Activity list ->
1. In the post about ancient parasites in Vindolanda's drains, how can parasite eggs be identified under the microscope?
2. Update the post about ancient parasites in Vindolanda's drains between "Roundworm egg (left)" and "behaviour in the past.", inclusive, so that "contaminated food" reads "tainted food".

Reading passage ->
March 2020

This is a guest blog written by Patrik G. Flammer and Marissa L. Ledger specialists who have been working closely with the Vindolanda Trust analysing samples from the site. They take a closer look at the parasites that can be found and what they tell us about the life, diet and hygiene of the Romans living at Vindolanda.

Searching for Ancient Parasites in Vindolanda's drains.

Throughout history, humans have been afflicted by parasitic worms, and parasite eggs have been found in a variety of archaeological deposits. Many worms that infect humans live in the gastrointestinal tract, particularly the intestines. Some can grow to many meters in length. When these worms reproduce, they release thousands of eggs into the stool. Luckily for archaeologists these eggs survive thousands of years in the soil and can be found in archaeological sites today. Parasite eggs have evolved to survive for prolonged periods of time in the soil and thus show very robust shells. By collecting soil from areas of an archaeological site where human stool would have been deposited we can find preserved parasite eggs and determine what worms may have infected people living in the past. These eggs can be identified by their characteristic shape under the microscope. Aside from looking for preserved eggs under the microscope we can also detect preserved molecules from these parasites. Immunological methods can be used to detect specific antigenic proteins from some parasites and DNA from these parasites can also be recovered.

Roundworm egg (left) and whipworm egg (right) from drain at Vindolanda. (Image credit: Patrik Flammer) 

In the majority of cases, parasitic infections have a very low impact on a person’s health and thus do not interfere with daily life. Different Intestinal parasites have specific infection routes, generally associated with hygiene, contaminated food, or eating raw/undercooked meat or fish. Therefore, these parasites can be used to help us understand human behaviour in the past.

Drain at Vindolanda leading to the latrines.

Given information ->

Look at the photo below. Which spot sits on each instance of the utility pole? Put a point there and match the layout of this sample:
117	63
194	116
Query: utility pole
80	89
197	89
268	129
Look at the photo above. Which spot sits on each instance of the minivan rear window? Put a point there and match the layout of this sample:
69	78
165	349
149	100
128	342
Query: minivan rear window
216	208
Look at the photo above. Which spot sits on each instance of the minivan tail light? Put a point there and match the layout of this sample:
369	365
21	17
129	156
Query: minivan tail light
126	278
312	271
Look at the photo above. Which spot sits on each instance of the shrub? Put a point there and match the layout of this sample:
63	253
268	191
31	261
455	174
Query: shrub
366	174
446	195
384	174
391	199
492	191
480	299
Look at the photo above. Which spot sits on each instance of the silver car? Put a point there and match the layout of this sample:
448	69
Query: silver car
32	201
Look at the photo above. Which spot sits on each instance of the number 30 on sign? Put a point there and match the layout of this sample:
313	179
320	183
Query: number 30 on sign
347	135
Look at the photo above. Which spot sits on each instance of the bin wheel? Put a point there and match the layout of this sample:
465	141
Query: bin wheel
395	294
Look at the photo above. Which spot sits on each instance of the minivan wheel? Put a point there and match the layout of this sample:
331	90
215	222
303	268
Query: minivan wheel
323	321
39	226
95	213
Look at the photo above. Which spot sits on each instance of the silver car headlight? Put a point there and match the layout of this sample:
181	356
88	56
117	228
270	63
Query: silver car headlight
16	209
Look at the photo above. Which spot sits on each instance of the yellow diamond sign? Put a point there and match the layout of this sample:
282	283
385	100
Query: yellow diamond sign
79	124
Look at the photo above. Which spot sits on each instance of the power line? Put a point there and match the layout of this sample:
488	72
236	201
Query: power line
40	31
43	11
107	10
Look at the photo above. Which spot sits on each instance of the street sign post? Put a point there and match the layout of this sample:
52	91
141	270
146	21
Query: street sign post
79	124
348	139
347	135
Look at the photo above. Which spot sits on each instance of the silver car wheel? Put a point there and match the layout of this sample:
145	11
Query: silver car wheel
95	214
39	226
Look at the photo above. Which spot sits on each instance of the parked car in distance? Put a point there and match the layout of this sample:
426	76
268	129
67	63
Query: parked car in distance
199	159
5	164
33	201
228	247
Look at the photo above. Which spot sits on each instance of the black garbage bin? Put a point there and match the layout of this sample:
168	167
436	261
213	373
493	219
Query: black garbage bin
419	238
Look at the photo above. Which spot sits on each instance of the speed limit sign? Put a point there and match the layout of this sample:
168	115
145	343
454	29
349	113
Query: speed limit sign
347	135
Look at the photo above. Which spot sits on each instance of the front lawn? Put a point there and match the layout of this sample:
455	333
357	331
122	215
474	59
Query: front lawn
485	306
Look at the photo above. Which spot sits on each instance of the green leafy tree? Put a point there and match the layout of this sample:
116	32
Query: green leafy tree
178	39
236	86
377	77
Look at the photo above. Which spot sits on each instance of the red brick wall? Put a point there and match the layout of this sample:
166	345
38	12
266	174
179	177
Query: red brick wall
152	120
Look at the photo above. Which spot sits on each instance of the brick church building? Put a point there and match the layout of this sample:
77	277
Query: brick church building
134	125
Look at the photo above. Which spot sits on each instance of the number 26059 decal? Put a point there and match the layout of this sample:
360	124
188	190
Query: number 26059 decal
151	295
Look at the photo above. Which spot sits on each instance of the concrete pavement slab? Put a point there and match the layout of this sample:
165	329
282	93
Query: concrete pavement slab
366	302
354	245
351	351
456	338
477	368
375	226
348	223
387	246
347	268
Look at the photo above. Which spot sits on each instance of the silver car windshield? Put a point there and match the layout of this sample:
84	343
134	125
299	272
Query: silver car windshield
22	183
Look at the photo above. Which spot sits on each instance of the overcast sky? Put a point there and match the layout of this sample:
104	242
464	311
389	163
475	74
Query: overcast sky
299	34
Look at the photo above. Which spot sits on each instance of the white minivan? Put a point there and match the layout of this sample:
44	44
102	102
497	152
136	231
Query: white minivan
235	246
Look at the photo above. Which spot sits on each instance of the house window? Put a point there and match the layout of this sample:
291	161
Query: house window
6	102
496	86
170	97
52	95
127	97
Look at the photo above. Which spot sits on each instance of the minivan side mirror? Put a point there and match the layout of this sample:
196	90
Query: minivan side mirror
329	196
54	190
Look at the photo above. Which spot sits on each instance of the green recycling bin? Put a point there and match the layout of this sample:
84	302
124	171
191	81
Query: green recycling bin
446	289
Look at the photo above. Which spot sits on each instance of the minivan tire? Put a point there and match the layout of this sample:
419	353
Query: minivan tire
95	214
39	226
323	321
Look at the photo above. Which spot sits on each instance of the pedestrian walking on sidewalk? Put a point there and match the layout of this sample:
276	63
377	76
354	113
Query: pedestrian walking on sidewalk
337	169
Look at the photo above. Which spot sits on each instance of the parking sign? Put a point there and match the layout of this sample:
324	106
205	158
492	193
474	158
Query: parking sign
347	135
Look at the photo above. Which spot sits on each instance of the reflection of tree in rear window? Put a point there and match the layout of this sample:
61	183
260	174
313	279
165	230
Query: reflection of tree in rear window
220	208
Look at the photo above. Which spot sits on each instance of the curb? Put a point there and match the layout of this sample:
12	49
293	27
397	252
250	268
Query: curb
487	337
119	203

Task responses ->
1. By their characteristic shape.

2.
Roundworm egg (left) and whipworm egg (right) from drain at Vindolanda. (Image credit: Patrik Flammer) 

In the majority of cases, parasitic infections have a very low impact on a person’s health and thus do not interfere with daily life. Different Intestinal parasites have specific infection routes, generally associated with hygiene, tainted food, or eating raw/undercooked meat or fish. Therefore, these parasites can be used to help us understand human behaviour in the past.